++++ TEXT SECTION

As a former broadcast engineer, I love new technology. Even so, I don't always have to have the latest and greatest new gadget either. On a personal level, those experiences run the gamut from “dumb idea” to “really cool” purchases.
I'm reminded of the last time I thought I'd become trendy by upgrading to a PDA. Wow! 256MB of ram, color display, calendar, note pad, directory and about 50 other features I thought I needed.
The first step was to get all of my personal data from my laptop into the PDA. Despite the two devices' IR links, all I could get from the laptop was “file format not recognized.”
Finally, after a couple more hours of effort, I managed to get some semblance of my data into the PDA. I even began hauling the PDA around to my appointments. Boy, did I look cool or what?
But then, the inevitable started to happen. I forgot to update the data entered into the PDA by transferring it to the laptop. And the reverse happened. Stuff I did on the road with the computer wasn't reflected in the PDA. Then I was really in a pickle because I had two calendars and two contact lists, neither of which matched. It was time to synchronize.

++++++++
++++ PROVIDED RECORDS

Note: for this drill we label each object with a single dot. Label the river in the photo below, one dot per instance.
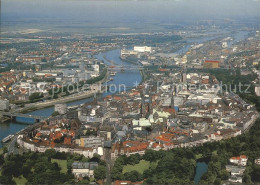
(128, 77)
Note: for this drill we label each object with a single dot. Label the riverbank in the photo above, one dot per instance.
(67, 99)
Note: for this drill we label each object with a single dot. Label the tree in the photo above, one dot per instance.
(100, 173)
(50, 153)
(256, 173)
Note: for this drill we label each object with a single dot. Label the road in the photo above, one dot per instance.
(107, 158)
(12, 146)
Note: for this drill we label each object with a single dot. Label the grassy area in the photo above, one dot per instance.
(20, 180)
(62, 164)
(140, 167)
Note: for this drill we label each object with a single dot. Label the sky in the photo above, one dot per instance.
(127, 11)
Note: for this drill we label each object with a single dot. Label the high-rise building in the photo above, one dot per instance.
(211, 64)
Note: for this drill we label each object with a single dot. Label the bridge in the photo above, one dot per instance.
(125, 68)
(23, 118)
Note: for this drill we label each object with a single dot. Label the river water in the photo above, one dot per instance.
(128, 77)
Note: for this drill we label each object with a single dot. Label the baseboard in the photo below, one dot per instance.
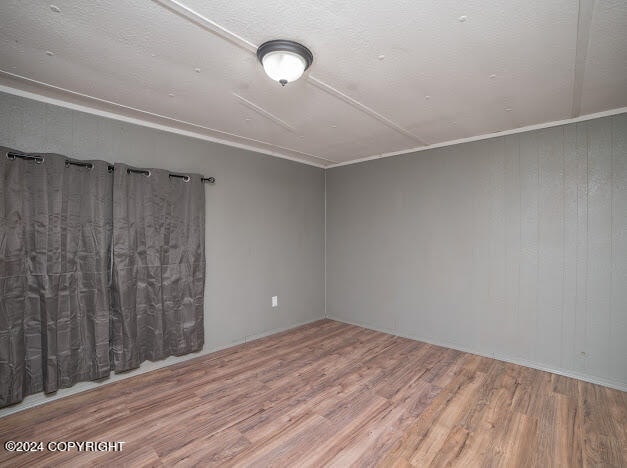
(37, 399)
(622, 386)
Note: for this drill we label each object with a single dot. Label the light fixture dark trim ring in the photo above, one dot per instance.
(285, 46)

++++++++
++++ PROVIDED RECORDS

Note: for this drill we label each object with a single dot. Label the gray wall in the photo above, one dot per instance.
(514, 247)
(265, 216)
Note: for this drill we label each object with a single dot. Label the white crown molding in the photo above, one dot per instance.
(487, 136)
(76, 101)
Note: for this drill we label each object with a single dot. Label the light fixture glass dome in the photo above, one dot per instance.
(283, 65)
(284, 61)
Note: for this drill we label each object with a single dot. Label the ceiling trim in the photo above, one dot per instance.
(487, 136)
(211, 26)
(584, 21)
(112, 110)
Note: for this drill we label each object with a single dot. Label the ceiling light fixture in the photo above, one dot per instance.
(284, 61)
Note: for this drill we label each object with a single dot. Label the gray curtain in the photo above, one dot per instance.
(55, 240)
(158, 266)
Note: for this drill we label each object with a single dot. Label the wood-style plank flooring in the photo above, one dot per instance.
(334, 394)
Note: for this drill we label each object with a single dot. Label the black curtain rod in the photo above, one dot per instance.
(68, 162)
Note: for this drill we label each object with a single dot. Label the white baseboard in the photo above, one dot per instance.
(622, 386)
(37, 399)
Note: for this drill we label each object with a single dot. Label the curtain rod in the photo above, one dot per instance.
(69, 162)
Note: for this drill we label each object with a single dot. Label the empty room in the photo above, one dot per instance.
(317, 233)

++++++++

- [YOUR TASKS]:
**1)** List every feature the piece about upgrading to a PDA names for the device in the sentence that begins "Wow!".
**2)** Write the next part of the piece about upgrading to a PDA, picking up right after its final sentence.

- [EXERCISE ANSWERS]:
**1)** 256MB of ram, color display, calendar, note pad, directory

**2)**
To make a long story short, something went wrong, the data got scrambled, and I ended up with a PDA without current data and a laptop with a mixture of new and old data. Had the new technology failed me, or was I just trying to ride an unnecessary technological wave?
This true story reminds me of a recent trip to Japan, where I visited Sony's technology center in Atsugi and its media manufacturing plant in Sendai.
After a couple of days there, it was obvious that successful companies, like Sony, don't become that way by just responding to yesterday's demands. Rather, they work hard to develop ideas and products to reflect customers' future needs. The long-term success of a company is dependent upon its ability to see the future needs of its clients and then respond with the right mix of product features — sometimes bringing these products to market before customers realize they “need” them.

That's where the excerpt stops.